**DATA FOR THIS EXERCISE**
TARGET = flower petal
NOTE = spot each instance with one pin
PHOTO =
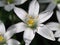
(13, 42)
(9, 34)
(58, 15)
(46, 32)
(19, 27)
(50, 7)
(57, 33)
(53, 26)
(1, 4)
(20, 13)
(9, 7)
(44, 16)
(34, 8)
(58, 5)
(44, 1)
(18, 2)
(28, 36)
(2, 28)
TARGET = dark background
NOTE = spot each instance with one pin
(10, 18)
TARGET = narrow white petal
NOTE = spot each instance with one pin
(2, 28)
(44, 1)
(59, 39)
(9, 34)
(54, 26)
(19, 27)
(50, 7)
(57, 33)
(13, 42)
(20, 13)
(34, 8)
(18, 2)
(44, 16)
(58, 5)
(28, 35)
(9, 7)
(58, 15)
(1, 4)
(46, 32)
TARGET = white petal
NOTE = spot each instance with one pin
(2, 28)
(9, 7)
(13, 42)
(28, 35)
(1, 4)
(34, 8)
(20, 13)
(18, 2)
(54, 26)
(58, 15)
(59, 39)
(19, 27)
(50, 7)
(46, 32)
(58, 5)
(57, 33)
(44, 1)
(44, 16)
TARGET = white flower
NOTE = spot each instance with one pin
(52, 5)
(32, 23)
(5, 36)
(54, 26)
(10, 4)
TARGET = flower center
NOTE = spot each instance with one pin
(1, 38)
(30, 22)
(9, 1)
(57, 1)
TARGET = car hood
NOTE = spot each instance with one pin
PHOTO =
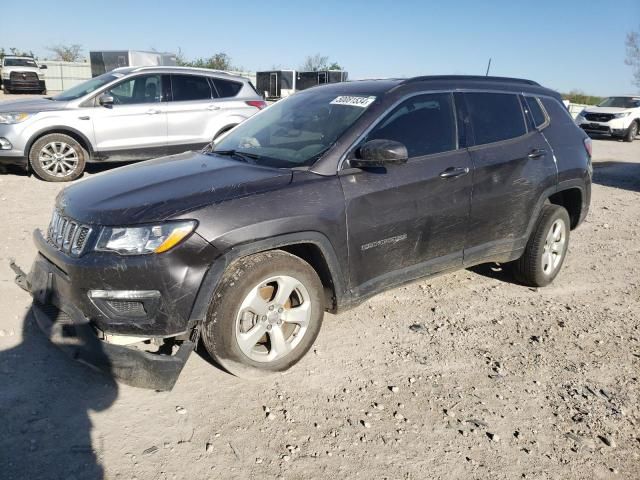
(31, 105)
(166, 187)
(606, 109)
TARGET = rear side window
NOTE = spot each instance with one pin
(190, 87)
(495, 116)
(558, 112)
(539, 118)
(226, 88)
(425, 124)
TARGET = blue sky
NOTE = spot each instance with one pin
(563, 44)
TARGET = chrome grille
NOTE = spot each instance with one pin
(67, 235)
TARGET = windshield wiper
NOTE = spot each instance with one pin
(244, 156)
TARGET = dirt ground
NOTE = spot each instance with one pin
(490, 379)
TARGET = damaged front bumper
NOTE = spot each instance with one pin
(68, 328)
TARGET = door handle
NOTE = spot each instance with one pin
(453, 172)
(537, 153)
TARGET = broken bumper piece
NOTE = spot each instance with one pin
(75, 335)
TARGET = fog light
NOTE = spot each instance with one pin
(124, 294)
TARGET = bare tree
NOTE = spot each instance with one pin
(314, 63)
(633, 55)
(67, 53)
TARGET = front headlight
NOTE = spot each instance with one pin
(145, 239)
(13, 117)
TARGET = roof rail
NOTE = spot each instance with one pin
(478, 78)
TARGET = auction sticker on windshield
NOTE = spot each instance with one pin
(362, 102)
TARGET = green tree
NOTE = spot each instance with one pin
(67, 53)
(633, 55)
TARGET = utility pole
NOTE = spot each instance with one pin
(488, 67)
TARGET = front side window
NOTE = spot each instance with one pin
(495, 116)
(226, 88)
(425, 124)
(539, 118)
(190, 87)
(140, 89)
(296, 131)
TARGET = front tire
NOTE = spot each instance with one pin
(57, 158)
(632, 132)
(265, 314)
(546, 249)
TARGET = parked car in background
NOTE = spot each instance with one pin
(315, 204)
(614, 116)
(124, 115)
(22, 74)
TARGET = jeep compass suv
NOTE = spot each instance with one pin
(314, 204)
(131, 113)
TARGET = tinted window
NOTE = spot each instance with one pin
(425, 124)
(227, 88)
(536, 111)
(190, 87)
(495, 116)
(140, 89)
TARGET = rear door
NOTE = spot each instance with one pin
(135, 127)
(408, 220)
(190, 112)
(513, 168)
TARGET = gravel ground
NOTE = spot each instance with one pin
(466, 375)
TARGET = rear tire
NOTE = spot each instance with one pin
(546, 249)
(57, 158)
(265, 314)
(632, 132)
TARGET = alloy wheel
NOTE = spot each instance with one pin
(59, 159)
(273, 318)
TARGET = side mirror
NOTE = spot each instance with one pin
(378, 153)
(105, 100)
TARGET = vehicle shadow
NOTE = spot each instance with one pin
(496, 271)
(45, 400)
(624, 175)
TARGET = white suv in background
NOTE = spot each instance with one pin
(615, 116)
(131, 113)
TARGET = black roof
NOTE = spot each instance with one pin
(382, 86)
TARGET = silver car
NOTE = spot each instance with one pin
(132, 113)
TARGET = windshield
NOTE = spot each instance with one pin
(621, 102)
(85, 88)
(20, 62)
(295, 131)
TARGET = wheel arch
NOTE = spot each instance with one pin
(64, 130)
(312, 247)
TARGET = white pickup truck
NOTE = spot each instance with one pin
(615, 116)
(22, 74)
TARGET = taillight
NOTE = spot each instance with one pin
(259, 104)
(588, 146)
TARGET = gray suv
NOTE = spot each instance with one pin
(133, 113)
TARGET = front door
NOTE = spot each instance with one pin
(135, 126)
(409, 220)
(513, 167)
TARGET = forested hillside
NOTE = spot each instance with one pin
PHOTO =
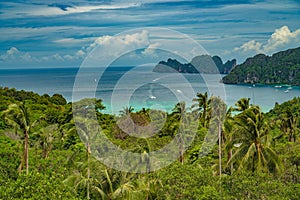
(280, 68)
(257, 155)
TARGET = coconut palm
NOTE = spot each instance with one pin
(179, 113)
(252, 140)
(242, 104)
(17, 115)
(45, 138)
(202, 107)
(126, 110)
(218, 112)
(288, 125)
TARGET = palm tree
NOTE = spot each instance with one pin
(251, 137)
(288, 125)
(242, 104)
(87, 130)
(202, 107)
(227, 129)
(17, 115)
(218, 111)
(179, 112)
(45, 138)
(126, 111)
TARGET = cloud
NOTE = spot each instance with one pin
(281, 38)
(42, 9)
(13, 54)
(119, 44)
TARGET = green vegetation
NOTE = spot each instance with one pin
(203, 64)
(280, 68)
(256, 155)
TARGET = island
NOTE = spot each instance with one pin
(199, 64)
(280, 68)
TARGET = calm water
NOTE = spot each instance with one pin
(139, 87)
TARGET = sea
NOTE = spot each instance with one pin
(139, 87)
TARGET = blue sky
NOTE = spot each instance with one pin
(42, 33)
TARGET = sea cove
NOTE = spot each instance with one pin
(143, 87)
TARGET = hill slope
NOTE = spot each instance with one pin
(280, 68)
(203, 64)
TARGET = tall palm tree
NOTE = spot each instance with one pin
(45, 138)
(242, 104)
(126, 111)
(201, 107)
(88, 130)
(17, 115)
(253, 142)
(288, 124)
(218, 112)
(179, 112)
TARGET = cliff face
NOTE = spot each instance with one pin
(282, 67)
(203, 64)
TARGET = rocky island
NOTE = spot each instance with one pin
(203, 64)
(280, 68)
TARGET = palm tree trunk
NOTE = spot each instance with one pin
(26, 151)
(220, 150)
(88, 170)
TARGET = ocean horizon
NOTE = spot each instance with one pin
(139, 87)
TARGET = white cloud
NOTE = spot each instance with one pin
(13, 54)
(119, 44)
(151, 50)
(45, 10)
(280, 39)
(250, 46)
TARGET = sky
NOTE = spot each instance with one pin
(42, 33)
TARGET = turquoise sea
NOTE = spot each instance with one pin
(140, 87)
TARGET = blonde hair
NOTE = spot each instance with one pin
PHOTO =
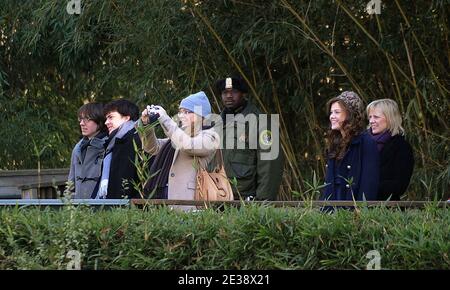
(390, 110)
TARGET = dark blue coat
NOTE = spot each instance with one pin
(361, 164)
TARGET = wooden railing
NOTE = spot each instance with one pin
(32, 183)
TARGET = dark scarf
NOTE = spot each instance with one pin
(234, 111)
(85, 143)
(159, 171)
(381, 138)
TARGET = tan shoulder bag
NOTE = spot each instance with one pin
(213, 186)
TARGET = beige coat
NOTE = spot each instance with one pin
(183, 172)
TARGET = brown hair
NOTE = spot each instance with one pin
(93, 111)
(353, 125)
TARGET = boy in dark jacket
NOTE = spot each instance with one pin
(118, 170)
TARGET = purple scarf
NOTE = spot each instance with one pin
(381, 138)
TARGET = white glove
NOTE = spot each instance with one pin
(158, 110)
(103, 189)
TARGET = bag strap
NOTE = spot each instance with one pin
(219, 160)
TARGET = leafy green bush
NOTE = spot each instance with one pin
(250, 237)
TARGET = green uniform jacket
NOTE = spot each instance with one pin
(255, 177)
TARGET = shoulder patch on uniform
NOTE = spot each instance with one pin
(265, 138)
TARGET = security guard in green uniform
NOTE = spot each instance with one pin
(256, 178)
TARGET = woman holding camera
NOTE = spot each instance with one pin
(396, 156)
(174, 169)
(353, 161)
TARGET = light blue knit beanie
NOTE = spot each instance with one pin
(197, 103)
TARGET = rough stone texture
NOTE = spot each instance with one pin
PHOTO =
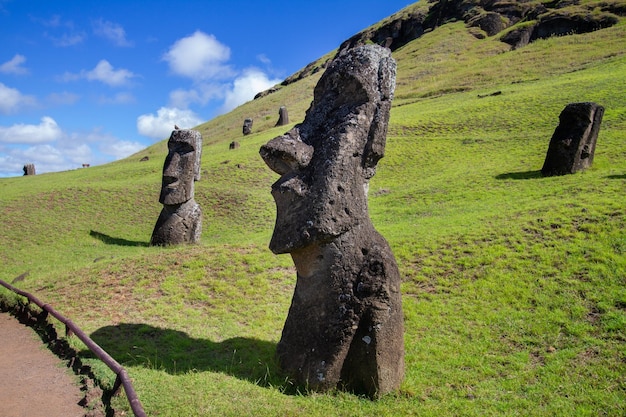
(345, 326)
(283, 116)
(247, 126)
(180, 220)
(29, 169)
(573, 143)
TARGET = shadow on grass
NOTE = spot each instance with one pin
(526, 175)
(176, 353)
(109, 240)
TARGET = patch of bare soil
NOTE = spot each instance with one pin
(35, 382)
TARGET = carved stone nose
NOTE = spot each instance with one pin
(287, 153)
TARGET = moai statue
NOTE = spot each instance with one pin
(345, 325)
(247, 126)
(180, 220)
(283, 117)
(29, 169)
(573, 143)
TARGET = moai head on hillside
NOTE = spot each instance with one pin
(345, 324)
(181, 167)
(326, 162)
(573, 143)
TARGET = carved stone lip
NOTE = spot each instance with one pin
(169, 181)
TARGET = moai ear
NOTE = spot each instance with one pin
(196, 167)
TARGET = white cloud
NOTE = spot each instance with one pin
(199, 57)
(264, 59)
(63, 98)
(160, 126)
(11, 100)
(201, 93)
(66, 40)
(105, 73)
(14, 66)
(46, 131)
(119, 98)
(111, 31)
(62, 151)
(245, 87)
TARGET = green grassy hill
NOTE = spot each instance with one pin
(514, 285)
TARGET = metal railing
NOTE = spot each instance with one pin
(70, 328)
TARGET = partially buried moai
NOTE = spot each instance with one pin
(180, 220)
(345, 325)
(573, 144)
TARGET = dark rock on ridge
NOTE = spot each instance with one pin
(539, 20)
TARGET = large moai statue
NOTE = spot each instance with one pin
(247, 126)
(345, 325)
(283, 116)
(29, 169)
(573, 143)
(180, 220)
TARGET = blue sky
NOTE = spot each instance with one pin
(95, 81)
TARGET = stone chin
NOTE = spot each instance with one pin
(174, 195)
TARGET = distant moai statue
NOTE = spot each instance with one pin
(345, 324)
(283, 117)
(180, 220)
(29, 169)
(247, 126)
(573, 143)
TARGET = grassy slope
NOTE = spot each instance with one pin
(514, 284)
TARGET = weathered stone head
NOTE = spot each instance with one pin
(180, 220)
(573, 144)
(326, 162)
(181, 167)
(345, 325)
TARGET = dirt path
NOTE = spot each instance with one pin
(33, 381)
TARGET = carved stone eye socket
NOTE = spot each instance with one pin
(286, 153)
(180, 147)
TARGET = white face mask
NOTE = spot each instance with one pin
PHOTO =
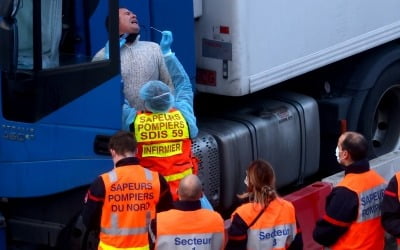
(337, 155)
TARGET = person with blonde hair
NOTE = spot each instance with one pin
(267, 221)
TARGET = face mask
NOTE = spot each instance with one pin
(337, 155)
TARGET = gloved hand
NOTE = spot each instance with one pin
(166, 42)
(122, 41)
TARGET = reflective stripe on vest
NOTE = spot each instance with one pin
(131, 194)
(167, 126)
(115, 230)
(366, 233)
(276, 237)
(398, 186)
(274, 229)
(370, 202)
(199, 241)
(104, 246)
(178, 176)
(200, 229)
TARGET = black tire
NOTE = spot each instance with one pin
(379, 120)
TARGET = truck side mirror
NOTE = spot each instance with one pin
(8, 44)
(8, 35)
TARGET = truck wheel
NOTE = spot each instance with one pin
(380, 117)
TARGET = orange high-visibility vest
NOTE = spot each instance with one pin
(274, 229)
(164, 145)
(198, 229)
(366, 232)
(131, 195)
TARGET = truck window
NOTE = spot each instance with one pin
(55, 42)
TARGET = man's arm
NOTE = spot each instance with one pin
(128, 115)
(183, 92)
(391, 209)
(163, 71)
(341, 211)
(165, 202)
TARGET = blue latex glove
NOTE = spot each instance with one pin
(166, 42)
(122, 41)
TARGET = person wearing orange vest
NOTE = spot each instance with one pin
(267, 221)
(391, 208)
(188, 226)
(164, 130)
(123, 201)
(352, 217)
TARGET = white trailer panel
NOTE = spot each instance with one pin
(261, 43)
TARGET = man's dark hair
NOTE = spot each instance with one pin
(356, 145)
(122, 142)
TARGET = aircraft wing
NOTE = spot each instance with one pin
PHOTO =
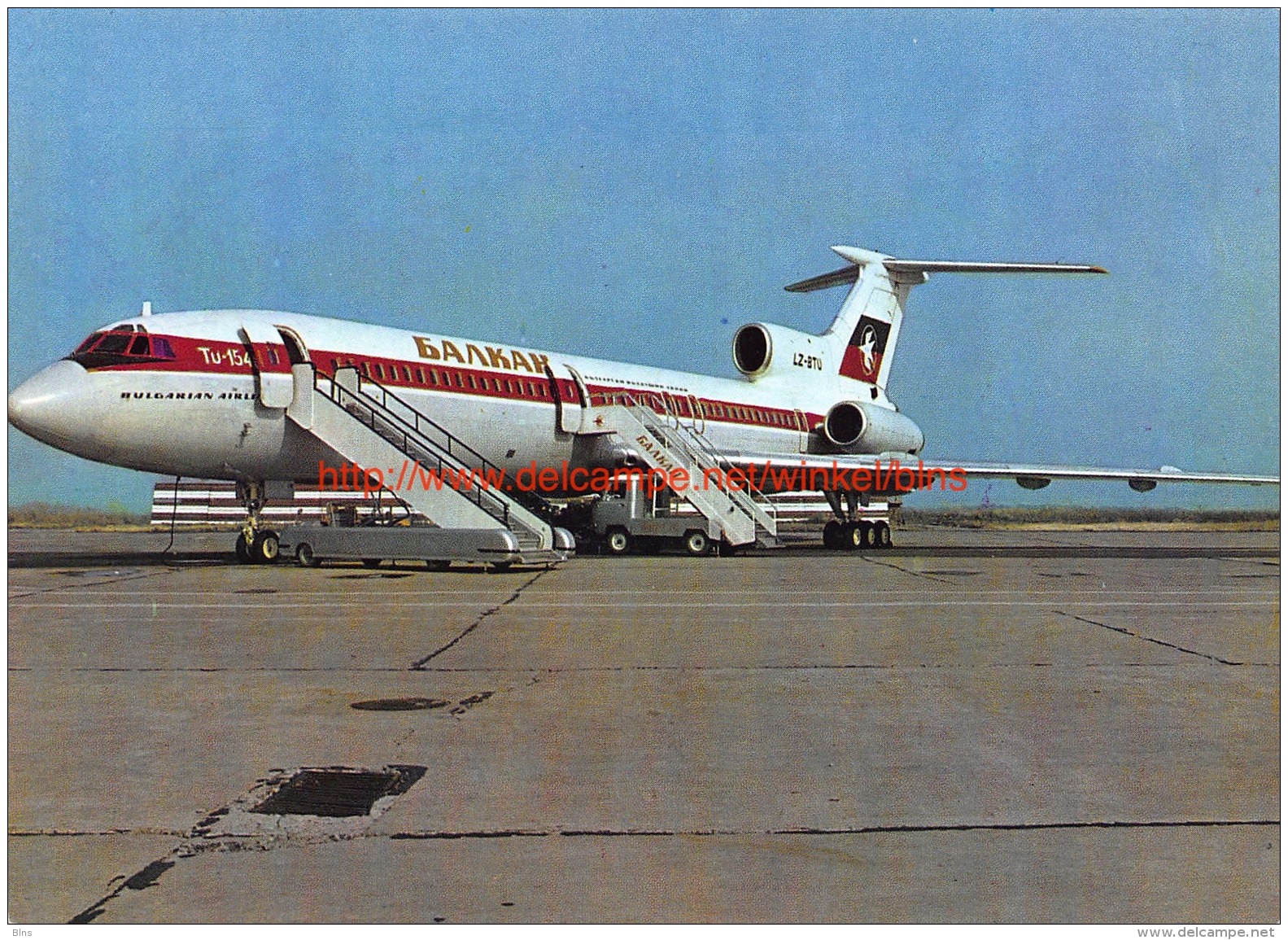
(773, 469)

**YOUR INSTRUCTIONS**
From the line containing "TARGET = truck window" down to the last line of the entries above, set down every line exactly. Omit all pictures.

**EXERCISE ANSWER**
TARGET = truck window
NOTE = spot each instance with one pin
(55, 42)
TARGET = man's arm
NOTE = spot each instance with one pin
(128, 115)
(183, 92)
(391, 209)
(163, 71)
(341, 211)
(165, 202)
TARGET = blue latex glove
NOTE = spot each instance with one pin
(166, 42)
(122, 41)
TARGET = person wearing orange vest
NOTE = spot each instance with one pin
(267, 221)
(391, 208)
(188, 226)
(164, 130)
(123, 201)
(352, 217)
TARGET = white trailer panel
NOTE = spot each instance with one pin
(261, 43)
TARGET = man's dark hair
NOTE = spot each instance with one pin
(356, 145)
(122, 142)
TARGET = aircraft wing
NOTE = spot each instance with one pin
PHOTO =
(773, 469)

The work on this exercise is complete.